Kutipan Dokumen -
PEMBANGUNAN SOSIAL DI NEGARA MAJU DAN BERKEMBANG
Oleh: Edi Suharto, PhD
The questions to ask about a country’s development are therefore: What has been happening to poverty? What has been happening to unemployment? What has been happening to inequality? If all three of these have declined from high levels then beyond doubt this has been a period of development for the country concerned. If one or two of these central problems have been growing worse, especially if all three have, it would be strange to call the result “development” even if per capita income doubled. Dudley Seers (1972)
While humanity shares one planet, it is a planet on which there are two worlds, the world of the rich and the world of the poor. Raanan Weitz, 1986
PEMBANGUNAN sosial adalah strategi yang bertujuan meningkatkan kualitas kehidupan manusia secara paripurna. Pembangunan sosial lebih berorientasi pada prinsip keadilan sosial ketimbang pertumbuhan ekonomi. Beberapa sektor yang menjadi pusat perhatian pendekatan ini mencakup pendidikan, kesehatan, ketenagakerjaan, jaminan sosial dan pengentasan kemiskinan.
Secara sempit, pembangunan sosial dapat didefinisikan sebagai pembangunan kesejahteraan sosial. Ia berorientasi pada peningkatan keberfungsian sosial (social functioning) kelompok-kelompok tidak beruntung (disadvantage groups) atau Pemerlu Pelayanan Kesejahteraan Sosial (P2KS), yang meliputi fakir miskin, anak terlantar, anak jalanan, pekerja anak, keluarga rentan, wanita rawan sosial ekonomi, dan komunitas adat lokal.

Data Tersimpan -
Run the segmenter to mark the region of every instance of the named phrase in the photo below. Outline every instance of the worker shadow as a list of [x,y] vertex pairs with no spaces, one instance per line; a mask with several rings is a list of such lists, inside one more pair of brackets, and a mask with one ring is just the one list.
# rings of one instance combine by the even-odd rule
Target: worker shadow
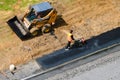
[[56,22],[56,23],[55,23],[55,25],[53,26],[54,29],[68,25],[68,24],[66,23],[66,21],[62,18],[62,15],[59,15],[55,22]]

Tugas Latihan -
1: Perbarui bagian teks tentang pembangunan sosial yang diawali kata-kata "While humanity shares" dan diakhiri "dan pengentasan kemiskinan." dengan mengganti "keadilan sosial" menjadi "pemerataan sosial".
2: Sebutkan semua sektor yang menurut teks tentang pembangunan sosial menjadi pusat perhatian pendekatan pembangunan sosial.

Daftar Jawaban -
1:
While humanity shares one planet, it is a planet on which there are two worlds, the world of the rich and the world of the poor. Raanan Weitz, 1986
PEMBANGUNAN sosial adalah strategi yang bertujuan meningkatkan kualitas kehidupan manusia secara paripurna. Pembangunan sosial lebih berorientasi pada prinsip pemerataan sosial ketimbang pertumbuhan ekonomi. Beberapa sektor yang menjadi pusat perhatian pendekatan ini mencakup pendidikan, kesehatan, ketenagakerjaan, jaminan sosial dan pengentasan kemiskinan.

2: pendidikan, kesehatan, ketenagakerjaan, jaminan sosial, pengentasan kemiskinan